§ SET PROBLEM:
Arrange the material below as a two-column CSV with the columns input and output, starting at the line containing "Objective — set a marker on each instance of the air" and ending at the end of the material. Give one row for each entry, with its text under input and its answer under output, each in one quoted field with line breaks turned into spaces.
****
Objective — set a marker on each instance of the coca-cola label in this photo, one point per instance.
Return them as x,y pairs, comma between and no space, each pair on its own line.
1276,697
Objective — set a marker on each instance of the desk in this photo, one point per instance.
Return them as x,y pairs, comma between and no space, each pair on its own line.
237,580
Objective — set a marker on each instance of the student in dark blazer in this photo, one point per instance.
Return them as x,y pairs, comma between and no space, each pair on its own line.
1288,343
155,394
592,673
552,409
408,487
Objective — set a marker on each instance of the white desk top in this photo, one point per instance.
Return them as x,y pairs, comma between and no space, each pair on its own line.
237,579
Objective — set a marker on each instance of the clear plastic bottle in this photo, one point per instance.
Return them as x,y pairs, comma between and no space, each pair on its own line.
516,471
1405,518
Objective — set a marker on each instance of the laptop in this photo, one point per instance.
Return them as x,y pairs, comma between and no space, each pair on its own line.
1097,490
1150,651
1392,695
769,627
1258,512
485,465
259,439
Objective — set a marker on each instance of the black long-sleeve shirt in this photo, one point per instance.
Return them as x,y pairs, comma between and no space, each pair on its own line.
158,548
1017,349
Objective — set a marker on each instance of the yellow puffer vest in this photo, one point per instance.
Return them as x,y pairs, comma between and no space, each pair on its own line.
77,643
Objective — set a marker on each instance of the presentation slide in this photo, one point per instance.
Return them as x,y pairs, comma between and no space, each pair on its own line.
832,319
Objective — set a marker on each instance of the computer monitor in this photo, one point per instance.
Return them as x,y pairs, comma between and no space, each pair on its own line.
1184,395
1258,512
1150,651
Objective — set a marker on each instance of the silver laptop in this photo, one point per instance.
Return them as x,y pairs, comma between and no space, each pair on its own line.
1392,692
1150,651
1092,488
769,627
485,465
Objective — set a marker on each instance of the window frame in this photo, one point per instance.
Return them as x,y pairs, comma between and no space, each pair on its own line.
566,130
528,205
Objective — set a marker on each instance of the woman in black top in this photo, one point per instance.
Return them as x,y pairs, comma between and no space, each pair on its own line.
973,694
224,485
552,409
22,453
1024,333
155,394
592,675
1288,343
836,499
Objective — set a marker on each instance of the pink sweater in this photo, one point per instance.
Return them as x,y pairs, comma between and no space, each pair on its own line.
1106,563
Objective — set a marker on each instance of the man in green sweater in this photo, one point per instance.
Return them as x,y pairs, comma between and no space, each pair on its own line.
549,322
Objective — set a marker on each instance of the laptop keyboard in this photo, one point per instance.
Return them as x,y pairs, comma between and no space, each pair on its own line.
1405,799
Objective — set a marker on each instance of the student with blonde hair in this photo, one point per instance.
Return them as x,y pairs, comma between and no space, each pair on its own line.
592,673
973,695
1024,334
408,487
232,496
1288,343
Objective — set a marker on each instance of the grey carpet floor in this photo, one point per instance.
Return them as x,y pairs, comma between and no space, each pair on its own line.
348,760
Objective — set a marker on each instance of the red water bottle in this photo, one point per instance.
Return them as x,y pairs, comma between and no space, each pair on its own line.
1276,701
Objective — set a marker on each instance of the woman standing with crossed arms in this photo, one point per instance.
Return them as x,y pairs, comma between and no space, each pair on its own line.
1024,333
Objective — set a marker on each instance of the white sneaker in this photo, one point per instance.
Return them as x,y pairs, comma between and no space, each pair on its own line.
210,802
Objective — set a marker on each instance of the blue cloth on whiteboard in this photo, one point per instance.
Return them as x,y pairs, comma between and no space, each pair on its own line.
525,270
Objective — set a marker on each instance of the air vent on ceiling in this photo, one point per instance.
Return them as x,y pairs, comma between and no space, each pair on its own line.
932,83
****
§ PROBLEM SOLUTION:
input,output
"Objective — set a marker on each instance of the air vent on ceiling in this photo, one point per instance. Return them as x,y pairs, comma between and no space, each pair on its own line.","932,83"